> [Set exercise] Find every line in the items below that contains the word "green" and copy each of those lines in full.

— BEGIN —

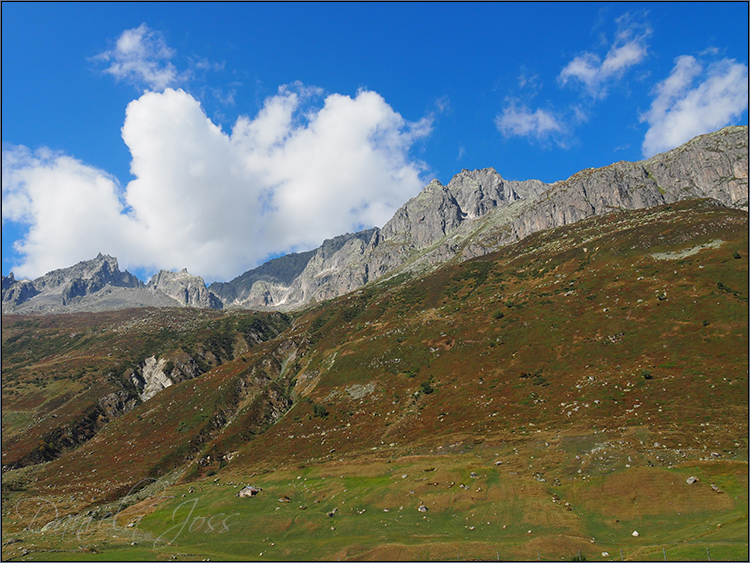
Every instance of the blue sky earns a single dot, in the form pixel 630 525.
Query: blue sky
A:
pixel 212 136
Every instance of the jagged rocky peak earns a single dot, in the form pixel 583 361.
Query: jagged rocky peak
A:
pixel 67 284
pixel 98 272
pixel 17 291
pixel 188 290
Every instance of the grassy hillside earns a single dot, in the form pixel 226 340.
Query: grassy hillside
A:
pixel 600 365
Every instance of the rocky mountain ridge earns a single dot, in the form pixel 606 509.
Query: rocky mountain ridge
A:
pixel 99 285
pixel 477 212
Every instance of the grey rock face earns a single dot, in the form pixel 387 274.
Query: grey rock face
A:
pixel 151 379
pixel 186 289
pixel 80 287
pixel 479 211
pixel 475 213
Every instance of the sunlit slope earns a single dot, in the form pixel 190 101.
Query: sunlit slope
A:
pixel 579 326
pixel 602 363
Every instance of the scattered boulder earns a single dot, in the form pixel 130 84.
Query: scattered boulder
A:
pixel 248 491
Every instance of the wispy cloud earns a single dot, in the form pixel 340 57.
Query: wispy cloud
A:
pixel 141 56
pixel 693 100
pixel 629 48
pixel 520 121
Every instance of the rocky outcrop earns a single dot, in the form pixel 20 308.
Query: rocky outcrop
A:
pixel 99 285
pixel 347 262
pixel 710 166
pixel 91 285
pixel 151 378
pixel 186 289
pixel 475 213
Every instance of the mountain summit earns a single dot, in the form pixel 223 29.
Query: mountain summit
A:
pixel 477 212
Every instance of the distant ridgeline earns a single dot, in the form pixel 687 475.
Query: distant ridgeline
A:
pixel 477 212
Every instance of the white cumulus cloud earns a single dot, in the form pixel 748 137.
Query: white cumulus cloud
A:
pixel 629 48
pixel 694 100
pixel 217 203
pixel 141 56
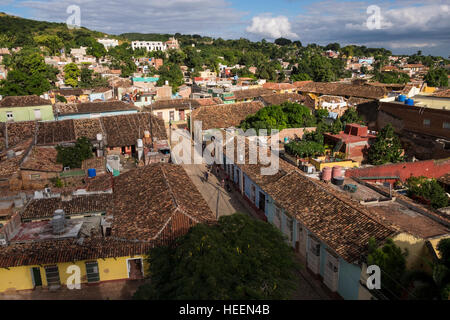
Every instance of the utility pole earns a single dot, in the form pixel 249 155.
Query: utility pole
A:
pixel 151 126
pixel 190 117
pixel 217 204
pixel 6 135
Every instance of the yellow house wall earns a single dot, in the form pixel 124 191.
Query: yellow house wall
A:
pixel 345 164
pixel 19 278
pixel 418 252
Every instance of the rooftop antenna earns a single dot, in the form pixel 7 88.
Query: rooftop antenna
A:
pixel 151 125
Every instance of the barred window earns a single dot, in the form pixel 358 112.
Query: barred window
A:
pixel 52 275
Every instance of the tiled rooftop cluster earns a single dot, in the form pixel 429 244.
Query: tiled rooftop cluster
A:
pixel 225 115
pixel 341 89
pixel 44 208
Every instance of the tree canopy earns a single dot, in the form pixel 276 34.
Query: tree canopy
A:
pixel 73 156
pixel 29 74
pixel 428 190
pixel 239 258
pixel 437 77
pixel 279 117
pixel 392 262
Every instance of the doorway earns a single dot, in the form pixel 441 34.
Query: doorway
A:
pixel 36 277
pixel 262 201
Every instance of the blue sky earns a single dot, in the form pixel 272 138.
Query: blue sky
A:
pixel 406 26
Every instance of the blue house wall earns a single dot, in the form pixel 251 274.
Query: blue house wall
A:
pixel 89 115
pixel 349 274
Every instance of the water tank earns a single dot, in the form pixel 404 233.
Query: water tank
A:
pixel 401 98
pixel 92 173
pixel 58 221
pixel 326 174
pixel 336 172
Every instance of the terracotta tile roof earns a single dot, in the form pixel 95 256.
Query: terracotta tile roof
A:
pixel 78 205
pixel 181 103
pixel 277 99
pixel 69 250
pixel 87 128
pixel 445 179
pixel 69 92
pixel 442 93
pixel 251 93
pixel 344 226
pixel 11 166
pixel 117 129
pixel 124 130
pixel 42 159
pixel 341 89
pixel 278 86
pixel 17 132
pixel 53 132
pixel 225 115
pixel 94 162
pixel 92 107
pixel 156 202
pixel 412 118
pixel 103 182
pixel 23 101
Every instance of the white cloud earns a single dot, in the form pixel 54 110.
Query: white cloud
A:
pixel 271 27
pixel 405 24
pixel 150 16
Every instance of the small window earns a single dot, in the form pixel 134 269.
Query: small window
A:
pixel 92 271
pixel 37 114
pixel 290 228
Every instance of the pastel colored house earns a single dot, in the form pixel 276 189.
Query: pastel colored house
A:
pixel 93 110
pixel 294 204
pixel 25 108
pixel 99 236
pixel 329 230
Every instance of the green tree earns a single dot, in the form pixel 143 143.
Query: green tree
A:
pixel 89 79
pixel 73 156
pixel 392 262
pixel 71 74
pixel 239 258
pixel 428 189
pixel 437 77
pixel 386 148
pixel 304 148
pixel 29 75
pixel 434 286
pixel 351 116
pixel 51 42
pixel 171 73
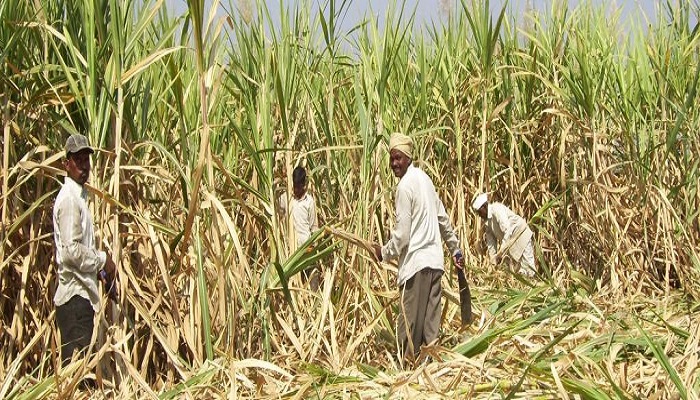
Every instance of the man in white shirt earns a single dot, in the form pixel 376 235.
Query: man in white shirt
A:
pixel 506 233
pixel 80 264
pixel 303 215
pixel 416 240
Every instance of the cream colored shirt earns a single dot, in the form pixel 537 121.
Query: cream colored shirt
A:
pixel 303 213
pixel 501 224
pixel 77 258
pixel 421 225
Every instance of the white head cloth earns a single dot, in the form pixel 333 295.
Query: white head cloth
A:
pixel 402 143
pixel 480 200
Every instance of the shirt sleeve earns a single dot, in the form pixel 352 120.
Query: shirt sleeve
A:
pixel 491 244
pixel 74 253
pixel 508 221
pixel 446 230
pixel 400 235
pixel 313 219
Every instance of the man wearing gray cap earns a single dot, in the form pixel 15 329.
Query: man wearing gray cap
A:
pixel 80 264
pixel 421 226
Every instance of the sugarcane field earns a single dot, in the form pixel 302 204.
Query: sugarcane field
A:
pixel 349 199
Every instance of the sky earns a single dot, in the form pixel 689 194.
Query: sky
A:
pixel 428 10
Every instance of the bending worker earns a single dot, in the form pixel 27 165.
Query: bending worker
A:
pixel 506 233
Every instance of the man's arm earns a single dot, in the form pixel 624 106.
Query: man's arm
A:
pixel 313 217
pixel 400 235
pixel 75 254
pixel 491 245
pixel 446 230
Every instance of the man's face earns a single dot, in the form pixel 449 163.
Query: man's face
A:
pixel 484 211
pixel 399 162
pixel 299 190
pixel 78 166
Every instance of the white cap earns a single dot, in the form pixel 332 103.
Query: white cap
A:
pixel 479 201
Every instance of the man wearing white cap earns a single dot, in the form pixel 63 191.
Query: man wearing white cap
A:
pixel 80 264
pixel 506 233
pixel 416 240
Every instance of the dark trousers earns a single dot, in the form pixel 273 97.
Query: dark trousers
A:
pixel 75 322
pixel 419 316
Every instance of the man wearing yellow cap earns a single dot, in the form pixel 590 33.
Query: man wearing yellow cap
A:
pixel 80 264
pixel 506 233
pixel 416 240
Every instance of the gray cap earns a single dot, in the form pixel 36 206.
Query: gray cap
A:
pixel 77 142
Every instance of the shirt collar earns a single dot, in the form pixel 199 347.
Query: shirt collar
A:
pixel 75 188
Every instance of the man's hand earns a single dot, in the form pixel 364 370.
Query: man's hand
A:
pixel 459 259
pixel 377 251
pixel 107 276
pixel 110 268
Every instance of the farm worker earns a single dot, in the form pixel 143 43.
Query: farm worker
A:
pixel 303 214
pixel 80 264
pixel 506 233
pixel 416 240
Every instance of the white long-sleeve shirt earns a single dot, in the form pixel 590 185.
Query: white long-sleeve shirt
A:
pixel 303 212
pixel 501 224
pixel 77 258
pixel 421 225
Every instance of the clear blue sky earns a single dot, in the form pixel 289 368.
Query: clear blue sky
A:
pixel 427 10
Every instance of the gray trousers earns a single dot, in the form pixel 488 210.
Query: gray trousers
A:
pixel 75 322
pixel 419 316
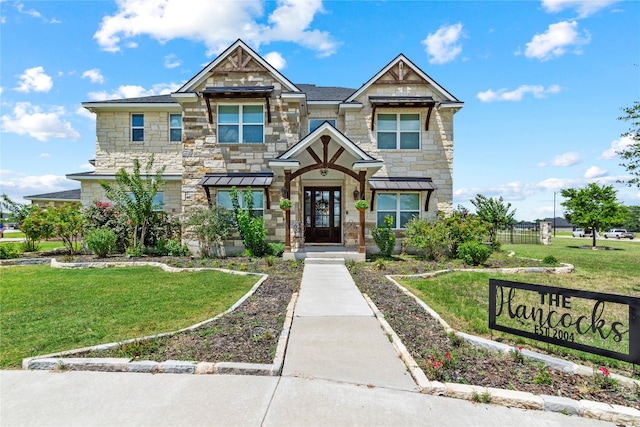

— END —

> [Reply to the task]
Every instance of the green tree earns a single dot, in the form pixel 143 143.
Query: green tree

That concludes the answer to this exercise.